## Study text
◆ ◆ ◆ ◆ ◆

Racial makeup (2011)
- • Black African: 95.8%
- • Coloured: 0.1%
- • Indian/Asian: 0.1%
- • White: 4.0%

First languages (2011)
- • Xhosa: 91.1%
- • English: 4.9%
- • Tsonga: 1.6%
- • Afrikaans: 1.2%
- • Other: 1.2%
- Time zone: UTC+2 (SAST)
- Postal code (street): 5641
- PO box: 5641
- Area code: 040

= Hamburg, South Africa =

Hamburg is a small town with about 1000 inhabitants in the Eastern Cape province, in South Africa. It is located on the coast between the city of East London and the town of Port Alfred.

Hamburg is known as a village and holiday resort on the southern bank of the Keiskamma River, 3 km from its mouth, 11 km southeast of Peddie, 74 km south of King William's Town and 96 km south-west of East London. It was established in 1857 by members of the British-German Legion after the Crimean War and named after Hamburg in Germany.

==Cultural life==
The Hamburg Nature Reserve is located next to the mouth of the Keiskamma River, near Hamburg.

Hamburg boasts many non-profit organisations including the Keiskamma Trust, Keiskamma Music Academy, Hamburg Hounds and Hooves, The Playground Sports & Youth Development. The Keiskamma Trust promotes health and hope through art, HIV/AIDs treatment, poverty alleviation projects and education initiatives in the village of Hamburg and its surrounding villages. The Trust sponsored the Keiskamma Tapestry, a 120-meter tapestry in the South African Parliament building depicting the history of the area. The Keiskamma Music Academy provides music education to children from Hamburg, Bell, Bodiam and Peddie. Hamburg Hounds and Hooves is a project based in Hamburg that educates local animal owners on the proper care of their animals. They actively hold clinics where sick and injured animals are treated, animals are vaccinated against diseases and animals are sterilized to prevent any further overpopulation.

== History ==
Founded by German immigrants in the 19th century, the ship carrying the immigrants came at first from Hamburg, Germany. Between 1961 and 1994 the town was part of the Bantustan of Ciskei.

◆ ◆ ◆ ◆ ◆

## Task set
• a. Transcribe the stretch of the Hamburg, South Africa text from "First languages (2011)" through "of Port Alfred.".
• b. According to the Hamburg, South Africa text, in what year was the town established, and by whom?
• c. List the non-profit organisations that the Hamburg, South Africa text names.

Stored data entries
◆ ◆ ◆ ◆ ◆

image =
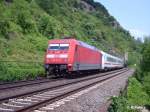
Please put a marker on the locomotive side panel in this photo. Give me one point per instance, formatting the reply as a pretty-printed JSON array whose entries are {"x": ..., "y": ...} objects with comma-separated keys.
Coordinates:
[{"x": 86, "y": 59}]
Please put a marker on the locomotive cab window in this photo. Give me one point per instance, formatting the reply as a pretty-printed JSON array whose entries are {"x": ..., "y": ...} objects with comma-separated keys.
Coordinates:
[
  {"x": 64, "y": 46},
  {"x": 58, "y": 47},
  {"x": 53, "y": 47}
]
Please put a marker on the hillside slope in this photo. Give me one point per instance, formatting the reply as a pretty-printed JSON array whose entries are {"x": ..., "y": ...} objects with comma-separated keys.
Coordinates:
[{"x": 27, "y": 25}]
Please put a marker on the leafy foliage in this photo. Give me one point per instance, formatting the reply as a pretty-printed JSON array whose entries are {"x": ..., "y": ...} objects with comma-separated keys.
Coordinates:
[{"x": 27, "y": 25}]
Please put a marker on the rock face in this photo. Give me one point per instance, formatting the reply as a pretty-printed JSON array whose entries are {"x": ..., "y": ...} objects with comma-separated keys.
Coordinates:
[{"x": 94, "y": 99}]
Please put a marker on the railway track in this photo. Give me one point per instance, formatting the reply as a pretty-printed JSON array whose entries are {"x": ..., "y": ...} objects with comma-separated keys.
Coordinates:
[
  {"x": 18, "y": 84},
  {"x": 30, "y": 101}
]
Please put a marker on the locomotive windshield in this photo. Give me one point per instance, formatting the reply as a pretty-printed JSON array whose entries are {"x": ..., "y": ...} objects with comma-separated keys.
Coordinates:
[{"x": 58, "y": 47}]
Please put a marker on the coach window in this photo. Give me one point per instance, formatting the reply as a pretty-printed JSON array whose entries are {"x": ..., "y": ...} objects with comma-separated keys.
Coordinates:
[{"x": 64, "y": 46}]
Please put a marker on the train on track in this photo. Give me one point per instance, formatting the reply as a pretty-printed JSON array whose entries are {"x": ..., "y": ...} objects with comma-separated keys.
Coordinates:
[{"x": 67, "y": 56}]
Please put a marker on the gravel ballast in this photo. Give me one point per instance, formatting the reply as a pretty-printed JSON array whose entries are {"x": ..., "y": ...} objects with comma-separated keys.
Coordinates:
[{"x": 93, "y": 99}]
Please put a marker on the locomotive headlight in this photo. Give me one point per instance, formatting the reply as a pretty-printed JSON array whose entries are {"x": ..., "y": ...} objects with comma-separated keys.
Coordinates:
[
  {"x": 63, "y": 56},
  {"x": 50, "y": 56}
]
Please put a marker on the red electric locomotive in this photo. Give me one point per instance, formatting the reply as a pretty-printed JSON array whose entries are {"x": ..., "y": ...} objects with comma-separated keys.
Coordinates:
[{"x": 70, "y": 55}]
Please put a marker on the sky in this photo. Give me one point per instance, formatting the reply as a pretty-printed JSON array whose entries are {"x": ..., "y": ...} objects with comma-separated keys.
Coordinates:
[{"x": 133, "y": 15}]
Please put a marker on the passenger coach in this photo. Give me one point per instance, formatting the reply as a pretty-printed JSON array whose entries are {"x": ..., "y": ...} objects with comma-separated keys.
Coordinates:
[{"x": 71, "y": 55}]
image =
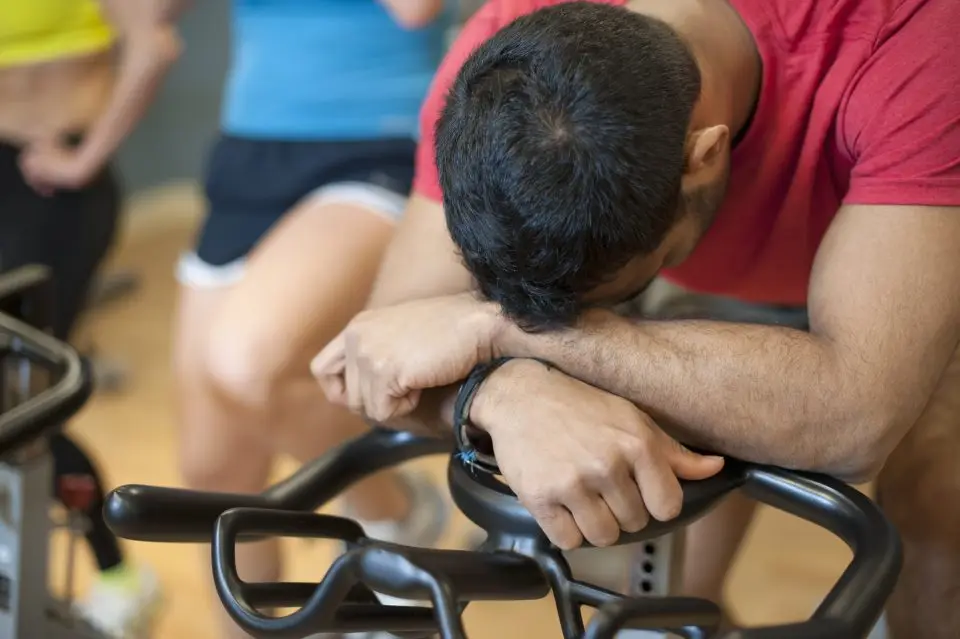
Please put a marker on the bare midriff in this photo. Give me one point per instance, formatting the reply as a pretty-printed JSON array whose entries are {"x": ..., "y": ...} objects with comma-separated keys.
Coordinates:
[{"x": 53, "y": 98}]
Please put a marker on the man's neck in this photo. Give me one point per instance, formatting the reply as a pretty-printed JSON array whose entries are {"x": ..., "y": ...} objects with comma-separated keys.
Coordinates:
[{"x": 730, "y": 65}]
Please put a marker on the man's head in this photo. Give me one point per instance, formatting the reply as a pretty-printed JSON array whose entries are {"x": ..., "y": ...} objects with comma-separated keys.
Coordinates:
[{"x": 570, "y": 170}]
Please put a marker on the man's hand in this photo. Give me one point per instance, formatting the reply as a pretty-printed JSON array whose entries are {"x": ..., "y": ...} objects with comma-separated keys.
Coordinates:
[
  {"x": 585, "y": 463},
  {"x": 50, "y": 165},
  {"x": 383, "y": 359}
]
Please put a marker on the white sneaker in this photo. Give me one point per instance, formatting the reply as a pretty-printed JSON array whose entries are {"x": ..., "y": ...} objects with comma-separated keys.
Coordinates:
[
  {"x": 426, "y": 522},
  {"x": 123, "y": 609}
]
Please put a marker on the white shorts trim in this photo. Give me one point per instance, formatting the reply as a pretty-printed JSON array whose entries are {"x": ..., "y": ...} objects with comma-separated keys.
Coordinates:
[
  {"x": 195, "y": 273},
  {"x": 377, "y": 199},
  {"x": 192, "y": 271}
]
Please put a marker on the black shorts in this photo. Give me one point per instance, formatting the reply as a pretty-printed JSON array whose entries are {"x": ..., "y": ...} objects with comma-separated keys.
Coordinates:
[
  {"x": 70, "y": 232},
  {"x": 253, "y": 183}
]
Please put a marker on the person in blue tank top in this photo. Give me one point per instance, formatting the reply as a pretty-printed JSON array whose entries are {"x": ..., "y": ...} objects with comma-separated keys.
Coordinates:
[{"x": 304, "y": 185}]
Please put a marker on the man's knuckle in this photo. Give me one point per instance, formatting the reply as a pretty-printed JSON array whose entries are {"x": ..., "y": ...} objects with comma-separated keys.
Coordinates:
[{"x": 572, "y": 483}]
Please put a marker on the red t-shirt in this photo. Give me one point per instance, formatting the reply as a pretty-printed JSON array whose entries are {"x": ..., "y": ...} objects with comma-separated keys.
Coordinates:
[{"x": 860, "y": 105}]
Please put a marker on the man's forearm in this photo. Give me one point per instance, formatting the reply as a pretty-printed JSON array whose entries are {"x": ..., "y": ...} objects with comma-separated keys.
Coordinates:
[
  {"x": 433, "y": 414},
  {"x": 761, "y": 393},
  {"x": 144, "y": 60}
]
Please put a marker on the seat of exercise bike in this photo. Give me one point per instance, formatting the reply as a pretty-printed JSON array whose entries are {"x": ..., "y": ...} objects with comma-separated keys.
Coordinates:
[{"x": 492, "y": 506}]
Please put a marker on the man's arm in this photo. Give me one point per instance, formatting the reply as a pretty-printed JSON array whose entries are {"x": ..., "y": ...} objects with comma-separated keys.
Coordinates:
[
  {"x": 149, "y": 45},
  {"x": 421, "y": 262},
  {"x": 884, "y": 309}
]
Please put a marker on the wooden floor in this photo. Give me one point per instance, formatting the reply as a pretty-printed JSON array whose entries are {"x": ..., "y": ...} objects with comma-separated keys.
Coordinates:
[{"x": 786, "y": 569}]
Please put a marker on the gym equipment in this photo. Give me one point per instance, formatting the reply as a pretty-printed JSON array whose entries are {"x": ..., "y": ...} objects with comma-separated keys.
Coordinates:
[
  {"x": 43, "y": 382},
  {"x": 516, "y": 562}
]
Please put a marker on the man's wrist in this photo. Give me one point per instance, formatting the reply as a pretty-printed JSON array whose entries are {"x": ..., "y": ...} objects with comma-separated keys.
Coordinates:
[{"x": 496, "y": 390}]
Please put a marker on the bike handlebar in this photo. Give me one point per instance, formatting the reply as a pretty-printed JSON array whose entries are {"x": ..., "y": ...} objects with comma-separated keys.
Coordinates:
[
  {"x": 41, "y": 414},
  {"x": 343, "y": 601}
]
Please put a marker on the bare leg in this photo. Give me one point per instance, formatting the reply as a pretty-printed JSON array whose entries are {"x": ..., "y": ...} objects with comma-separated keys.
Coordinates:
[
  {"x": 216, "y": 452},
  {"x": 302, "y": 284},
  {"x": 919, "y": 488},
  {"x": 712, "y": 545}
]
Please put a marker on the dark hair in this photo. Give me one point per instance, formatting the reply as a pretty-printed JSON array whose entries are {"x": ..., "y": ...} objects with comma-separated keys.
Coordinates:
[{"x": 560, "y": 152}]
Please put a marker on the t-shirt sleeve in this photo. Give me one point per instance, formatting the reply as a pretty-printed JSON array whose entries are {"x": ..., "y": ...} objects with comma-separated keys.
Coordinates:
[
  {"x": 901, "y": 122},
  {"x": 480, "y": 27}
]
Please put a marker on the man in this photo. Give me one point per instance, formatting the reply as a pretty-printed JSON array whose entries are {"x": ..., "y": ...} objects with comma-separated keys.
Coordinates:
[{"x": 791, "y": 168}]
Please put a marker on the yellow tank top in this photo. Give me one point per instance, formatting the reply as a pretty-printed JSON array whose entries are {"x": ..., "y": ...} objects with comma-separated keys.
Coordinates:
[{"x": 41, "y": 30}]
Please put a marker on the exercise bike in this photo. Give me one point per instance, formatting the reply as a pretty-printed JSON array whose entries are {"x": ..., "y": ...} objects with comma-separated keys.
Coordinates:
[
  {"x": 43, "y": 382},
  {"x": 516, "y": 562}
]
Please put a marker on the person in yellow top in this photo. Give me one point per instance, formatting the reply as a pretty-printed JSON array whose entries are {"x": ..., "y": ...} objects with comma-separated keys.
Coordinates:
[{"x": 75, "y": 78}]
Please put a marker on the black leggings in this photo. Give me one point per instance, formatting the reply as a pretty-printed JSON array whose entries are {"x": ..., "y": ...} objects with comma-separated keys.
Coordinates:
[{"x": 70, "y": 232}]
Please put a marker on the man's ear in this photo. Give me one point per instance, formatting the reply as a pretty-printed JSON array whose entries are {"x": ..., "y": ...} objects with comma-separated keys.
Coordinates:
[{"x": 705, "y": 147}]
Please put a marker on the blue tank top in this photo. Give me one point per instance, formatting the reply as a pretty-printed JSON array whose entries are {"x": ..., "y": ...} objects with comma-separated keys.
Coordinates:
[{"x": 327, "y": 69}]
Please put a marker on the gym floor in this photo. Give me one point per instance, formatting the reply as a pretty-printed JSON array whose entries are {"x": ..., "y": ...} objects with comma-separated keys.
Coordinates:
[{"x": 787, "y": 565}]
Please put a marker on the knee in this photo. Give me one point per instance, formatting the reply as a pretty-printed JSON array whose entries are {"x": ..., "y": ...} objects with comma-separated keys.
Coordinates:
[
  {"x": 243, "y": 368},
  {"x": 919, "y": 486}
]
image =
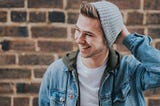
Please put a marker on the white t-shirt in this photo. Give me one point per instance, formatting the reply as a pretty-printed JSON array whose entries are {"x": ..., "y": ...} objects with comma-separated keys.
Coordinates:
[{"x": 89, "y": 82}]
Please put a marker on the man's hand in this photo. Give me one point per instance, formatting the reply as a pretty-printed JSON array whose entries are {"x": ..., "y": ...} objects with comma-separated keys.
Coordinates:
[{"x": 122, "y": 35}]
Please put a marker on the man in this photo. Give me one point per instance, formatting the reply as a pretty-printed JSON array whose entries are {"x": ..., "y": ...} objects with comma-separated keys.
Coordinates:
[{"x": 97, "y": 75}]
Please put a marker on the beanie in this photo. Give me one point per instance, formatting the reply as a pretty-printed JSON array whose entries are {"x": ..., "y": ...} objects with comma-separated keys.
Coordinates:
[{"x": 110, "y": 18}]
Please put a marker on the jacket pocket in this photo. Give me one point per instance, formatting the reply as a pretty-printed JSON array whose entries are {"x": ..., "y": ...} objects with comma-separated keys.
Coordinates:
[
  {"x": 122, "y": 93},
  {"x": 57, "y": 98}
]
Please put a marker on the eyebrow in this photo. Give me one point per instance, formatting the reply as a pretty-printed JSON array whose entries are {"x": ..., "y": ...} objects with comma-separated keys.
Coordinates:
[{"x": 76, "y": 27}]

◆ ◆ ◆ ◆ ◆

## Answers to the problems
• a.
First languages (2011)
- • Xhosa: 91.1%
- • English: 4.9%
- • Tsonga: 1.6%
- • Afrikaans: 1.2%
- • Other: 1.2%
- Time zone: UTC+2 (SAST)
- Postal code (street): 5641
- PO box: 5641
- Area code: 040

= Hamburg, South Africa =

Hamburg is a small town with about 1000 inhabitants in the Eastern Cape province, in South Africa. It is located on the coast between the city of East London and the town of Port Alfred.

• b. In 1857, by members of the British-German Legion.

• c. Keiskamma Trust, Keiskamma Music Academy, Hamburg Hounds and Hooves, The Playground Sports & Youth Development